● **OBJECTIVE**: Rewrite the records below from the line containing "Mark the white" through the end of the records, changing "lamp post" to "light pole" and leaving everything else unchanged.

● **RECORD SET**:
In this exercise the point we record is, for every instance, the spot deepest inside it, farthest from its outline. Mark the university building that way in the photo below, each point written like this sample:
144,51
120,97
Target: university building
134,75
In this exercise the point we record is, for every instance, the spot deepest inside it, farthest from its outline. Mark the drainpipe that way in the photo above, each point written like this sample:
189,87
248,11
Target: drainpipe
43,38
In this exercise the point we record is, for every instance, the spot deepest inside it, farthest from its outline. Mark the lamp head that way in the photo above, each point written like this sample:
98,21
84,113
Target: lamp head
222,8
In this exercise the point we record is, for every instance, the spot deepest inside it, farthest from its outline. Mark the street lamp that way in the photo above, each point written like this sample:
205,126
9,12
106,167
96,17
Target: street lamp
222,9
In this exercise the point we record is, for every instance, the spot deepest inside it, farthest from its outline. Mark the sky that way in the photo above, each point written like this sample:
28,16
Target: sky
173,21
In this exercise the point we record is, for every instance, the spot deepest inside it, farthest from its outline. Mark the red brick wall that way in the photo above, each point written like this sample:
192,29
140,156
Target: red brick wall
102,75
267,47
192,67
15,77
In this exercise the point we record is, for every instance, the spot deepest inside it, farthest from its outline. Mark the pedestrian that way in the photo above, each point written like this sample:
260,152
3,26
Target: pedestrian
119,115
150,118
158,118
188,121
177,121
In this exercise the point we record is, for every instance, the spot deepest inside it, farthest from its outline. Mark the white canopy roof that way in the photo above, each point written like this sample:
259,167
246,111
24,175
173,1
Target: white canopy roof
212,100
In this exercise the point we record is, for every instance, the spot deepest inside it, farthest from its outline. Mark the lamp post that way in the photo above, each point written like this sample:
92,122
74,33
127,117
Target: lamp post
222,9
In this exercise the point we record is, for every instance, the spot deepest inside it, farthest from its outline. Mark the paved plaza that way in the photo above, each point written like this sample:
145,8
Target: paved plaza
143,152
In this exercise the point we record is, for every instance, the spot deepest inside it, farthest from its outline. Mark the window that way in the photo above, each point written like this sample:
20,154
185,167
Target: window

● **REPLY**:
In this exercise the point we record is, for every instance, the spot deepest inside it, farthest from its outline. Mark the white canopy roof that way in the photo above, each point written like this sample:
259,167
246,111
24,175
173,1
Target: white canopy roof
212,100
In this exercise the point we record is, for every instance, the spot deepest inside it, farthest from its outline. Mark the light pole that way in the photo above, each point written like this sample:
92,122
74,33
127,117
Target: light pole
222,9
In this exercise the point we record is, for every instance, the spot deepest inside it, farthest from its outline. Mark the paved plaza that way in the photo above, each point written like this sample:
145,8
Target: paved plaza
143,152
In this exercise the point we record is, for every instance, the spot deepest inside it, farthest from its outline. Mark the window that way in the photo above, each point written like this sample:
20,154
185,167
Target: window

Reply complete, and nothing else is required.